> Stated problem: Write out again, word for word, the stretch of lines from the first one through the line containing "(1000, 152)", both ends included, and leave the pictures out of your answer.

<<<<

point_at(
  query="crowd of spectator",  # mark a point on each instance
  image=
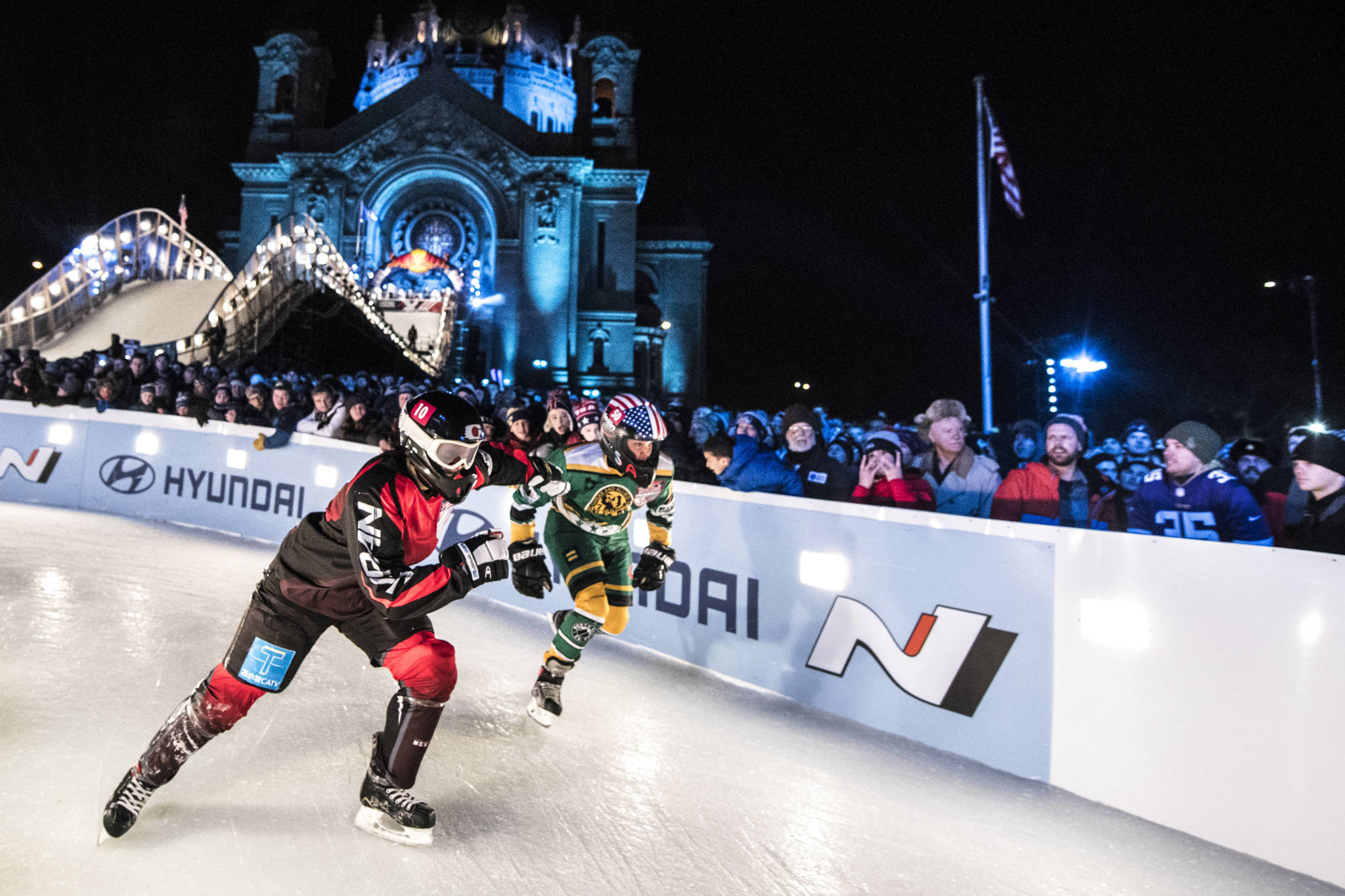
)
(1187, 484)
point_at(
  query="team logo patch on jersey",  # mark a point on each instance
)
(583, 631)
(611, 500)
(265, 666)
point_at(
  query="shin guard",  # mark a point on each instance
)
(213, 708)
(407, 735)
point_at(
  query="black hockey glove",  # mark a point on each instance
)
(654, 565)
(531, 576)
(482, 557)
(548, 480)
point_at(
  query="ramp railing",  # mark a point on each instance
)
(146, 244)
(294, 261)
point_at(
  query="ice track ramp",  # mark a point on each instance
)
(659, 778)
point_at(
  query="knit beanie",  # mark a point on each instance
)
(761, 421)
(1242, 448)
(1137, 426)
(1324, 449)
(1076, 423)
(801, 414)
(942, 410)
(883, 441)
(1201, 440)
(558, 398)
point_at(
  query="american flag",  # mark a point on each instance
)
(638, 414)
(1000, 152)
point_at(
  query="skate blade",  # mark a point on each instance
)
(378, 824)
(539, 715)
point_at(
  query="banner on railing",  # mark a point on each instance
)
(1192, 684)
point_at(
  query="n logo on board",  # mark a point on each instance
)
(38, 467)
(948, 661)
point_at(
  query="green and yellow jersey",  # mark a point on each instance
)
(600, 500)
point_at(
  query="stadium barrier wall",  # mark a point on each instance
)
(1193, 684)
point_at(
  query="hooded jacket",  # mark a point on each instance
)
(1032, 495)
(910, 492)
(753, 469)
(1323, 527)
(967, 485)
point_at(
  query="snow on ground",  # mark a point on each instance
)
(152, 312)
(659, 778)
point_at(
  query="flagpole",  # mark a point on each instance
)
(984, 255)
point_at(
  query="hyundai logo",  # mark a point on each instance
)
(127, 475)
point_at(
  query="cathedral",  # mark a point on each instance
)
(508, 154)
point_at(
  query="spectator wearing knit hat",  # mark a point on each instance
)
(519, 422)
(1320, 471)
(686, 456)
(1060, 489)
(885, 481)
(1029, 442)
(757, 425)
(1192, 499)
(327, 416)
(588, 419)
(283, 418)
(820, 475)
(1250, 459)
(1138, 445)
(254, 412)
(963, 481)
(558, 429)
(362, 425)
(148, 402)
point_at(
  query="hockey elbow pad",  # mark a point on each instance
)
(482, 557)
(531, 576)
(653, 567)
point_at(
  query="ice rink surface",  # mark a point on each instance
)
(659, 778)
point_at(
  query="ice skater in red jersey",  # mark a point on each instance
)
(368, 567)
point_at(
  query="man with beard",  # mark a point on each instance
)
(820, 475)
(1059, 489)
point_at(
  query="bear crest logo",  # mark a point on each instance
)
(609, 501)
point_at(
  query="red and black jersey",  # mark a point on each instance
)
(377, 544)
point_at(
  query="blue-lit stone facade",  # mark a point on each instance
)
(512, 155)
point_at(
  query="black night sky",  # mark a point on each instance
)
(1172, 159)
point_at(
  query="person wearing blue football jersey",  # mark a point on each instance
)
(1192, 499)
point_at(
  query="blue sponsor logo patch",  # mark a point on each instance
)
(265, 666)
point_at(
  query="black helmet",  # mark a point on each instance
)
(630, 417)
(440, 435)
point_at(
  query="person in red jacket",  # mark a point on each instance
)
(883, 477)
(1057, 489)
(370, 567)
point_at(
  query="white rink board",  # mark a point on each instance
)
(1202, 698)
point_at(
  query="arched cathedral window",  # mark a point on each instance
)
(286, 95)
(604, 98)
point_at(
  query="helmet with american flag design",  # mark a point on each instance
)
(440, 435)
(630, 418)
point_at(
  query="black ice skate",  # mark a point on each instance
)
(120, 815)
(389, 812)
(545, 706)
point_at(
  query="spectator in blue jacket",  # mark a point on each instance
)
(743, 465)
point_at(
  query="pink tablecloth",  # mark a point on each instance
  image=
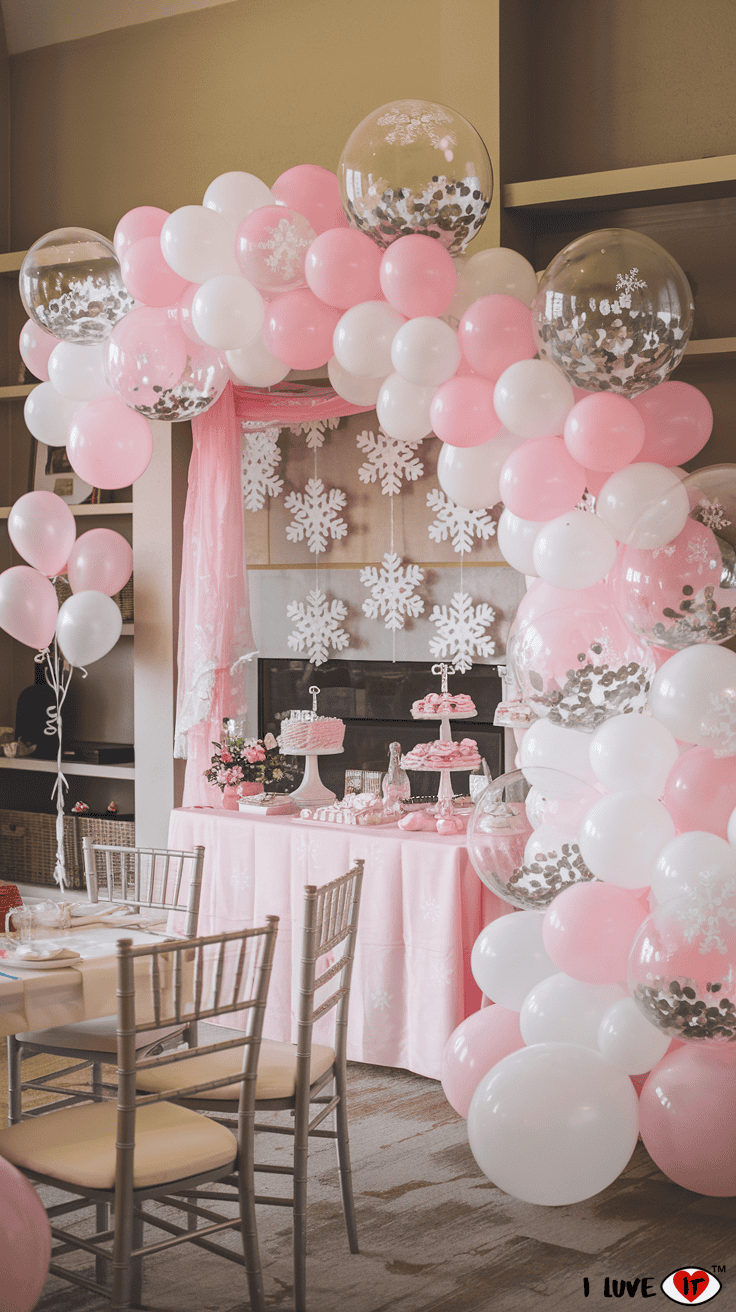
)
(423, 907)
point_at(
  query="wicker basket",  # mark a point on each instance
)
(28, 845)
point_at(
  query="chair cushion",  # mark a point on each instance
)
(97, 1035)
(78, 1144)
(277, 1072)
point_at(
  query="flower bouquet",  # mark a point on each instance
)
(244, 765)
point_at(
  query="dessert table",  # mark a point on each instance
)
(423, 907)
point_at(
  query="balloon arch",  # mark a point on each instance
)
(614, 839)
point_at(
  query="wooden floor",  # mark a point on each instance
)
(436, 1236)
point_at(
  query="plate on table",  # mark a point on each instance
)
(45, 963)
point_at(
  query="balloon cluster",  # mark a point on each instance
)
(614, 840)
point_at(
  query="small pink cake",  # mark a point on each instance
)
(318, 734)
(442, 756)
(444, 703)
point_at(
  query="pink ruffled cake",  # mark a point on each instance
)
(322, 734)
(444, 703)
(442, 756)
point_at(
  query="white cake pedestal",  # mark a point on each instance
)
(311, 790)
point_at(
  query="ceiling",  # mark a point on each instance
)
(32, 24)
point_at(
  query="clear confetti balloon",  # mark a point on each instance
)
(685, 592)
(614, 312)
(71, 285)
(416, 167)
(682, 966)
(520, 860)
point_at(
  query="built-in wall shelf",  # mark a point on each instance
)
(80, 511)
(101, 772)
(627, 188)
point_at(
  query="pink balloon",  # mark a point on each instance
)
(146, 221)
(100, 560)
(495, 332)
(109, 445)
(25, 1240)
(314, 192)
(298, 329)
(36, 345)
(462, 411)
(28, 606)
(146, 353)
(541, 479)
(478, 1043)
(343, 268)
(417, 276)
(688, 1121)
(588, 930)
(677, 423)
(604, 432)
(148, 277)
(42, 530)
(701, 791)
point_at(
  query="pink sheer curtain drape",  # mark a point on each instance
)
(214, 633)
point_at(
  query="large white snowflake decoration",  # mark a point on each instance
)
(316, 626)
(260, 457)
(315, 514)
(453, 521)
(392, 591)
(388, 459)
(461, 631)
(315, 430)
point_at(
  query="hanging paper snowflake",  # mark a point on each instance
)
(392, 591)
(453, 521)
(315, 514)
(461, 631)
(315, 432)
(388, 459)
(260, 457)
(318, 626)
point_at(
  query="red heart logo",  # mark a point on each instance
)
(690, 1285)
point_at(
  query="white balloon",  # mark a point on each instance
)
(533, 399)
(560, 752)
(358, 391)
(227, 312)
(516, 539)
(644, 505)
(552, 1123)
(573, 551)
(564, 1010)
(627, 1041)
(88, 627)
(47, 415)
(236, 194)
(425, 352)
(469, 475)
(79, 371)
(693, 694)
(255, 365)
(508, 958)
(488, 272)
(688, 860)
(364, 336)
(633, 752)
(403, 410)
(197, 243)
(622, 836)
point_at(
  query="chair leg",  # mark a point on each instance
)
(344, 1161)
(248, 1224)
(15, 1092)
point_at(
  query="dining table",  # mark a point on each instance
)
(423, 908)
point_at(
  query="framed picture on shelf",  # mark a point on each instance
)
(50, 471)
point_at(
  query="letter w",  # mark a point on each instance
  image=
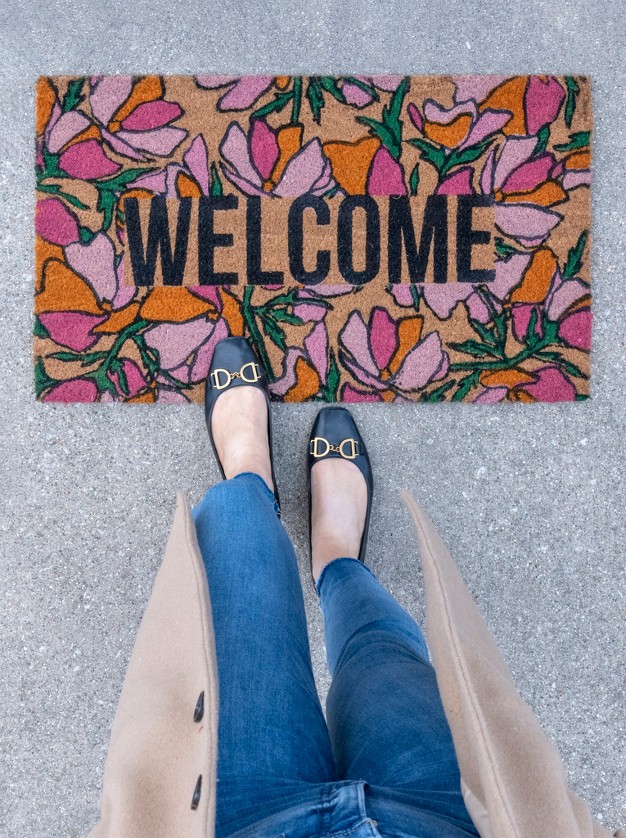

>>>>

> Reply:
point_at(
  query="crowd of spectator",  # mark a point on each instance
  image=
)
(1187, 484)
point_at(
  query="team logo patch on jersey",  # mark a point on each instance
)
(583, 631)
(611, 500)
(265, 666)
point_at(
  query="shin guard",  # mark a point on each instance
)
(213, 708)
(407, 735)
point_at(
  query="black hockey glove",  # mark a point on each instance
)
(654, 565)
(531, 576)
(482, 557)
(548, 480)
point_at(
  query="ramp railing",  # mark a point on each instance
)
(146, 244)
(294, 261)
point_at(
  query="ice track ramp",  # mark a point on each instance
)
(659, 778)
point_at(
  query="knit beanie",  # mark a point on each instance
)
(761, 421)
(1242, 448)
(1137, 426)
(1324, 449)
(1076, 423)
(801, 414)
(942, 410)
(883, 441)
(1201, 440)
(558, 398)
point_at(
  query="american flag",  # mark a point on each instance
)
(638, 414)
(1000, 152)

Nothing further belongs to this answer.